:: Ausgewählter Auszug

Den Sommer 2018 wird man in Schaffhausen nicht so rasch vergessen. Neben milden Grillabenden und Open-Air-Konzerten, die für einmal ohne Regen auskamen, hatten das wärmste in der Schweiz je gemessene Sommerhalbjahr und die extreme Niederschlagsarmut in der Ostschweiz auch deutlich weniger erfreuliche Auswirkungen.

So büsste der Rheinfall – die touristische Hauptattraktion der Stadt – massiv an Anziehungskraft ein. Durch den tiefen Wasserstand verkam der grösste Wasserfall Europas zum Rinnsal. Dementsprechend nahmen auch die Besucherzahlen ab. Noch drastischer waren die Folgen des Ausnahmesommers für das Laufwasserwerk Schaffhausen, produzierte es doch nur noch halb so viel Strom wie gewöhnlich. Und gar tödlich wirkten sich Hitze und fehlender Regen auf Tausende von Fischen aus. Die Menge an verendeten Äschen und Forellen betrug 3 Tonnen. Ab einer Wassertemperatur von 23 Grad Celsius (°C) zeigen diese Arten erste Stresssymptome, und bei 24 bis 25 °C sind sie ernsthaft gefährdet. Im August 2018 kletterte die Wassertemperatur im Rhein bei Schaffhausen jedoch auf 27 °C.

Häufigere Trockenperioden

Probleme, wie sie Schaffhausen in jenem Sommer erlebt hat, werden in Zukunft in der ganzen Schweiz häufiger. «Mit fortschreitendem Klimawandel nimmt die Tendenz zur Trockenheit weiter zu», heisst es im neuen Bericht «CH2018 Klimaszenarien für die Schweiz». «Gegen Ende des Jahrhunderts könnte eine Trockenheit, wie sie bisher ein- bis zweimal in 10 Jahren auftrat, jedes zweite Jahr vorkommen.» Das Interesse an diesem «Beängstigenden Blick in die Klimazukunft der Schweiz» – wie die NZZ titelte – war gross. So verfolgten im November 2018 mehr als 700 Personen die Präsentation an der Eidgenössischen Technischen Hochschule (ETH) Zürich, und die Medien berichteten prominent darüber. Gemäss den Hauptaussagen der im Auftrag des Bundesrates entwickelten Klimaszenarien wird die Schweiz trockener, heisser, schneeärmer und kämpft künftig mit heftigeren Niederschlägen.

Zwei denkbare Entwicklungen

Trotz der alarmierenden Perspektiven gibt es auch eine gute Nachricht: Handelt die Staatengemeinschaft entsprechend den Klimazielen von Paris und senkt sie die Treibhausgas-Emissionen, so lässt sich das Ausmass der geschilderten Auswirkungen bis 2060 auf etwa die Hälfte reduzieren. In der Schweiz wäre in diesem Fall mit einem Anstieg der durchschnittlichen Sommertemperatur um 0,9 bis 2,5 °C zu rechnen. Ohne solche Anstrengungen würde es bei uns jedoch um 2,3 bis 4,4 °C wärmer.

Die Klimazukunft unseres Landes hängt entscheidend von der Entwicklung der weltweiten Treibhausgas-Emissionen in den kommenden Jahrzehnten ab. Der neue Bericht stellt deshalb konsequent ein pessimistisches neben ein optimistisches Emissionsszenario. Der Entwicklung ohne Klimaschutz stehen also griffige Massnahmen gegenüber, welche die Folgen des Klimawandels stark mildern.

::::

** Ziel a **
Warum stellt der neue Klimabericht laut dem Auszug ein pessimistisches und ein optimistisches Emissionsszenario nebeneinander? Erkläre es in ein bis drei Sätzen.
Der Auszug und die Datensätze stehen in keinem Zusammenhang.

:: Aufgeführte Datensätze

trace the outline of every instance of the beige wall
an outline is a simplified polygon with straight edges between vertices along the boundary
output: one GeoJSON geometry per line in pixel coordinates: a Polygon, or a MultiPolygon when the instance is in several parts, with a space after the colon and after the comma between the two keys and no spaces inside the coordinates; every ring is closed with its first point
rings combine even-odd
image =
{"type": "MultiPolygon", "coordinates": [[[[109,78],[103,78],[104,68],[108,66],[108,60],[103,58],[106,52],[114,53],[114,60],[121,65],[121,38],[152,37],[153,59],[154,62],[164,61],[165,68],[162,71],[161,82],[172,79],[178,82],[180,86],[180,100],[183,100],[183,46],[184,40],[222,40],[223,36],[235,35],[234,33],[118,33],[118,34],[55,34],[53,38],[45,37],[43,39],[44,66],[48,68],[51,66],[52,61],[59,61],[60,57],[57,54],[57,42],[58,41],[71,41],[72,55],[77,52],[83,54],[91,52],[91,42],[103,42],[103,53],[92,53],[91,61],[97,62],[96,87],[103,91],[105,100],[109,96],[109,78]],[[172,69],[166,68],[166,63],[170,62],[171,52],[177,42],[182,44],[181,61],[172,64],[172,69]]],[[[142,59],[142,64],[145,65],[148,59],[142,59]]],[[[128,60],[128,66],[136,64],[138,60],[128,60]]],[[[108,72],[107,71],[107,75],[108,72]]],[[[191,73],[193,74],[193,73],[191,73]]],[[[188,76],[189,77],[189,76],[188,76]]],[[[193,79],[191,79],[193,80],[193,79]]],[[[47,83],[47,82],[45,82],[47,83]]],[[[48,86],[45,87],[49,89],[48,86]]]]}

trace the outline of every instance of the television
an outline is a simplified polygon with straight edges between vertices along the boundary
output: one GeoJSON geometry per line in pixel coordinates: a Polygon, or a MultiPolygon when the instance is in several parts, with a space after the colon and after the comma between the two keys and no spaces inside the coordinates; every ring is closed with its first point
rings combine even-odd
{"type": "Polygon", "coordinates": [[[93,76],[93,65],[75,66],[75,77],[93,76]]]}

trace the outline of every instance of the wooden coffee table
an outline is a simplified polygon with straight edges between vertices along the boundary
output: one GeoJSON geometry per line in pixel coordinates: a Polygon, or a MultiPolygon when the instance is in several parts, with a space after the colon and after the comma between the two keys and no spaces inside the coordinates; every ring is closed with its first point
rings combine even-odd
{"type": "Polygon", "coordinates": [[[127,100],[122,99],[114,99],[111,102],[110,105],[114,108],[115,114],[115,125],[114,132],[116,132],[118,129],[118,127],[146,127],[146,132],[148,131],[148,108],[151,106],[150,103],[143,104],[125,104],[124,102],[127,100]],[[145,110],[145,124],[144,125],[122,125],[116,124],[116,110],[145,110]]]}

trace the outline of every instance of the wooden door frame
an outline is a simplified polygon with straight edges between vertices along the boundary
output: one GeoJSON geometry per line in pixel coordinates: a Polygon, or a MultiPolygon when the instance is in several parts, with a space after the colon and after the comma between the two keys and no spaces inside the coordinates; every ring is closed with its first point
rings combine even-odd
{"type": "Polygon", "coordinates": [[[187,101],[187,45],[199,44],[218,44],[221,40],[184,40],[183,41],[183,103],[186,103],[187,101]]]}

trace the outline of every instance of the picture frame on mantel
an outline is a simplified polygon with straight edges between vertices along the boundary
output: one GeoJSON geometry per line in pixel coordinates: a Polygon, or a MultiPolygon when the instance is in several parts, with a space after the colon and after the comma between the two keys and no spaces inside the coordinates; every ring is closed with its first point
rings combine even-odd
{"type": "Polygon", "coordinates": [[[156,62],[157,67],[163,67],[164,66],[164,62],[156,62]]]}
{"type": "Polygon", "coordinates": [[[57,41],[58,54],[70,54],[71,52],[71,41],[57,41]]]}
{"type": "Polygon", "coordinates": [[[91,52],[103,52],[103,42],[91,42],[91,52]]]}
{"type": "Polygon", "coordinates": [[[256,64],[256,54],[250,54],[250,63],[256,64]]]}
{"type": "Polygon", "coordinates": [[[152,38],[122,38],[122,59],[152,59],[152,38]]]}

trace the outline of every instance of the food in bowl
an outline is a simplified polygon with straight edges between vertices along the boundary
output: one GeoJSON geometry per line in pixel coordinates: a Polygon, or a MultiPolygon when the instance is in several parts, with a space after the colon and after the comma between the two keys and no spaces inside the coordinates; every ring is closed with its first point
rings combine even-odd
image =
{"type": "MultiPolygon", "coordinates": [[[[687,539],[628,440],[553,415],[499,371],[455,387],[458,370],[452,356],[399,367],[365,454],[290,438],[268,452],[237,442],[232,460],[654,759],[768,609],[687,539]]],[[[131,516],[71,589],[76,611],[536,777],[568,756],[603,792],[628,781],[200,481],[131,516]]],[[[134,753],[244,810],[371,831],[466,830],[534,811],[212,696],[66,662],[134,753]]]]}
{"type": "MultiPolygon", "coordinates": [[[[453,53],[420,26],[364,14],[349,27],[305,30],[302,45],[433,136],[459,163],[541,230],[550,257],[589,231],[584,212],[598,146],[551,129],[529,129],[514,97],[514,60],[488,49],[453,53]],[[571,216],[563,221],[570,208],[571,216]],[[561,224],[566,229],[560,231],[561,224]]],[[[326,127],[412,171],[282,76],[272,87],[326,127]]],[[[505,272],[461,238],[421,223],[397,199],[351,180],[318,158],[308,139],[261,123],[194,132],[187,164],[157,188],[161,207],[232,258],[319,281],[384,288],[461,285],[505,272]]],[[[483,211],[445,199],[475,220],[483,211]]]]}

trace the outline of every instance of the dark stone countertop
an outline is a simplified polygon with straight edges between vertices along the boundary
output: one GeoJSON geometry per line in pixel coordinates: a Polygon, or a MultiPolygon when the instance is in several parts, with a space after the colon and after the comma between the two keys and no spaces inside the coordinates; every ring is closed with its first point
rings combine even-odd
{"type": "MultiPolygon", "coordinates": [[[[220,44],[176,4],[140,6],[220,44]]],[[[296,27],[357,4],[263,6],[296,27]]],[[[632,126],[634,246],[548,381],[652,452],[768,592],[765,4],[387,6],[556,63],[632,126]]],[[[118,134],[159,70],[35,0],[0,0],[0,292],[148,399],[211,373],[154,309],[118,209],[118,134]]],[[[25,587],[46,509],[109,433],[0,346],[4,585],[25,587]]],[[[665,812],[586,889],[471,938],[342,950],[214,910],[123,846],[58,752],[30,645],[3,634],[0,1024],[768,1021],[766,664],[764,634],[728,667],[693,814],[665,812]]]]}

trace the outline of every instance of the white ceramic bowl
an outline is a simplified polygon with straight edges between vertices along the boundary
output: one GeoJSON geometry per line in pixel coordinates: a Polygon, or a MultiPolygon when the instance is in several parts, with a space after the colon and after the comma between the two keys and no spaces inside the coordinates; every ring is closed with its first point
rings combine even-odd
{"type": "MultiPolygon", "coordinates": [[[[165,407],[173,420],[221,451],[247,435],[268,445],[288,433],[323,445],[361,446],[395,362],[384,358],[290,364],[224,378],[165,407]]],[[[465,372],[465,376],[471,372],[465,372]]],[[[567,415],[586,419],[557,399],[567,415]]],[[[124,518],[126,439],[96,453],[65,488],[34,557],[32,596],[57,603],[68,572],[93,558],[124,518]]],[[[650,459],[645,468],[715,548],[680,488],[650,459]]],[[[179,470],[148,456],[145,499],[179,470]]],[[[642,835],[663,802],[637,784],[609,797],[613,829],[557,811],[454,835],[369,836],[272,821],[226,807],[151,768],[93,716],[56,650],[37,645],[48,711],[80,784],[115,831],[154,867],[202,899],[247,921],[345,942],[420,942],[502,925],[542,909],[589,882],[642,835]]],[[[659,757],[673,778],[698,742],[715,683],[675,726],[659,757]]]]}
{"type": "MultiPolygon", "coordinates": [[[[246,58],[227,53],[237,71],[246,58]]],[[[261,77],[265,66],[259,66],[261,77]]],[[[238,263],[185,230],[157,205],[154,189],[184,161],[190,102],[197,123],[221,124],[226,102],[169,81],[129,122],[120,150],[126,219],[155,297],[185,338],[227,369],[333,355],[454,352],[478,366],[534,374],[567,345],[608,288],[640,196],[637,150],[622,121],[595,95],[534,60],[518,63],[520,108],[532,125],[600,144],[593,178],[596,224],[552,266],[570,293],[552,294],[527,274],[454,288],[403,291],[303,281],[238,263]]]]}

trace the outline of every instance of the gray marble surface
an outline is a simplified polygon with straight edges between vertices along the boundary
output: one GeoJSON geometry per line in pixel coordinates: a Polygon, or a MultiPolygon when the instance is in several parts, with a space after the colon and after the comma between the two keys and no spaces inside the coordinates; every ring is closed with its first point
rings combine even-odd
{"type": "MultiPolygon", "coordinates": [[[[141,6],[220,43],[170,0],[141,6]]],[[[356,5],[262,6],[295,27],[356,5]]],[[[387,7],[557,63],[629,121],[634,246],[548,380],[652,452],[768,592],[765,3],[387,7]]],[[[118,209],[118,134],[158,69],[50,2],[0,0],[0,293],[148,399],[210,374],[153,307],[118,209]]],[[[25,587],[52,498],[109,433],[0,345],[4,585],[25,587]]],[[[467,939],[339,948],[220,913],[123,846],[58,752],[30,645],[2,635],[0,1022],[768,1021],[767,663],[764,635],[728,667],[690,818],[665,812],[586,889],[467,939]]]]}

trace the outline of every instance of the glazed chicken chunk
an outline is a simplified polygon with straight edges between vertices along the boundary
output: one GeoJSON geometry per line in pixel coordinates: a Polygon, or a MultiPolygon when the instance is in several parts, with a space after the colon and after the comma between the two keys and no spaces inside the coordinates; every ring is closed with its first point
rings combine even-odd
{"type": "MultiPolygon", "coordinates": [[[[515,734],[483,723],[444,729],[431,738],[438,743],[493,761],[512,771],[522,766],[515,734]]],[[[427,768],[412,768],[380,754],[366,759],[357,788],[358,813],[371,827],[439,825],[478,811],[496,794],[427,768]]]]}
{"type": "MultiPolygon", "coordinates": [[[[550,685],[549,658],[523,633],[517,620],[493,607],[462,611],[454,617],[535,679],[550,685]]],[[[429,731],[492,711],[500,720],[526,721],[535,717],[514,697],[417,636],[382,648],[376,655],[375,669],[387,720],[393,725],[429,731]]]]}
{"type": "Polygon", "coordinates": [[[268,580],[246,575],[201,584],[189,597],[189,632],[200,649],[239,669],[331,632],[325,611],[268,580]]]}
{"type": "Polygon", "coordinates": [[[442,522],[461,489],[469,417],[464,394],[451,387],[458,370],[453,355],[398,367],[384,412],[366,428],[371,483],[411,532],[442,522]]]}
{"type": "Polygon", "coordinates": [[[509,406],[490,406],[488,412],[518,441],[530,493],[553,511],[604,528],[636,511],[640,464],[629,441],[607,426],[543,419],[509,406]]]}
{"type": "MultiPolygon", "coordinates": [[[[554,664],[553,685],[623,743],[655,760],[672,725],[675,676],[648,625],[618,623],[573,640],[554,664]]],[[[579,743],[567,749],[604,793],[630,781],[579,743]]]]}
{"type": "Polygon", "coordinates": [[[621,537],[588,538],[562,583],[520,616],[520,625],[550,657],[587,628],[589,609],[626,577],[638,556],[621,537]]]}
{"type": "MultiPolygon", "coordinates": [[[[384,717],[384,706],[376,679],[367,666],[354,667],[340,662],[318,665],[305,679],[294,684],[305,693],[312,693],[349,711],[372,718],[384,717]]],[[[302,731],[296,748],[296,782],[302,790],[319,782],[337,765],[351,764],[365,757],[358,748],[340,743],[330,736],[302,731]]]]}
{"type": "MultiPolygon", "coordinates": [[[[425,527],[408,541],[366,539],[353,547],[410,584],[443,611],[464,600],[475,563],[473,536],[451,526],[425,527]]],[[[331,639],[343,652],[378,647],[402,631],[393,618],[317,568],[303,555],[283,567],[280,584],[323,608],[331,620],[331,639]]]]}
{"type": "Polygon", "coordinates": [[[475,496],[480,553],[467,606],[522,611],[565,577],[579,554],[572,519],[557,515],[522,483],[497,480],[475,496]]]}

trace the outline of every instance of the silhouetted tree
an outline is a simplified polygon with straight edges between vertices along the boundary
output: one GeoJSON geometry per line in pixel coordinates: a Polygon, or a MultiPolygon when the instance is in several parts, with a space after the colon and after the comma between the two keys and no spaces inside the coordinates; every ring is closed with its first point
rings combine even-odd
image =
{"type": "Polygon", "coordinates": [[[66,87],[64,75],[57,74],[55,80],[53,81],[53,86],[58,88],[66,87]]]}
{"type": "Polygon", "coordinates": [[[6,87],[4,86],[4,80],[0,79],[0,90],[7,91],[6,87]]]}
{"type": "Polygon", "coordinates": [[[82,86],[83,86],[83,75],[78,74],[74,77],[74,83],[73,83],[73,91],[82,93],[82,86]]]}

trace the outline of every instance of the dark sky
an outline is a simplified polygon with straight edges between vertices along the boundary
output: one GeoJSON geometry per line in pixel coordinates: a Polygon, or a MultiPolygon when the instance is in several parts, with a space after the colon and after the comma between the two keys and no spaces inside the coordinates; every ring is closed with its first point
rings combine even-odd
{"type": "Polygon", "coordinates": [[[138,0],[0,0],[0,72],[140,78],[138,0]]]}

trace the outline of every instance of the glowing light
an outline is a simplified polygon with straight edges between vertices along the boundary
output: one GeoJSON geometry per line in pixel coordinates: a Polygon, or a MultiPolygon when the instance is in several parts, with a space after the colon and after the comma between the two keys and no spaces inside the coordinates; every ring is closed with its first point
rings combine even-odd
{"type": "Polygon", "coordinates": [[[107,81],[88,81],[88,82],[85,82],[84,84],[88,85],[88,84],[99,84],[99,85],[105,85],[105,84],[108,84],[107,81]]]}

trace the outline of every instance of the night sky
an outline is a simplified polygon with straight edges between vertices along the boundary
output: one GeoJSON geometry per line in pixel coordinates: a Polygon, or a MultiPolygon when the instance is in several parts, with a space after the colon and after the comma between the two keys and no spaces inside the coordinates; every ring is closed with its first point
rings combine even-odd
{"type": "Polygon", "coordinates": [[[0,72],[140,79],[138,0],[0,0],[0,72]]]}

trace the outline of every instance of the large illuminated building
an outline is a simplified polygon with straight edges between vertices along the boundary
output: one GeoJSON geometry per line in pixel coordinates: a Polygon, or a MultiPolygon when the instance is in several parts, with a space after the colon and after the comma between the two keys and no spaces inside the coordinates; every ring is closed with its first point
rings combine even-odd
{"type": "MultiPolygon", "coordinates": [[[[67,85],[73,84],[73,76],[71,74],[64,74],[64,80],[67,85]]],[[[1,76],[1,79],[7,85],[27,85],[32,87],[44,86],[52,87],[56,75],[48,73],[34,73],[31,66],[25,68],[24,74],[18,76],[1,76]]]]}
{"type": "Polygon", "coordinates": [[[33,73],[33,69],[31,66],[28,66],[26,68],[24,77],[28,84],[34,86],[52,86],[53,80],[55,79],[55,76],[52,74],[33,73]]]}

::::

** Ziel b **
Gib jede Zeile der Datensätze zurück, in der das Wort „dark“ vorkommt.

** Ergebnis a **
Die Klimazukunft der Schweiz hängt entscheidend davon ab, wie sich die weltweiten Treibhausgas-Emissionen in den kommenden Jahrzehnten entwickeln. Deshalb setzt der Bericht der Entwicklung ohne Klimaschutz eine Entwicklung mit wirksamen Gegenmitteln gegenüber, die die Folgen des Klimawandels stark mildern.

** Ergebnis b **
trace the outline of every instance of the dark stone countertop
trace the outline of every instance of the dark sky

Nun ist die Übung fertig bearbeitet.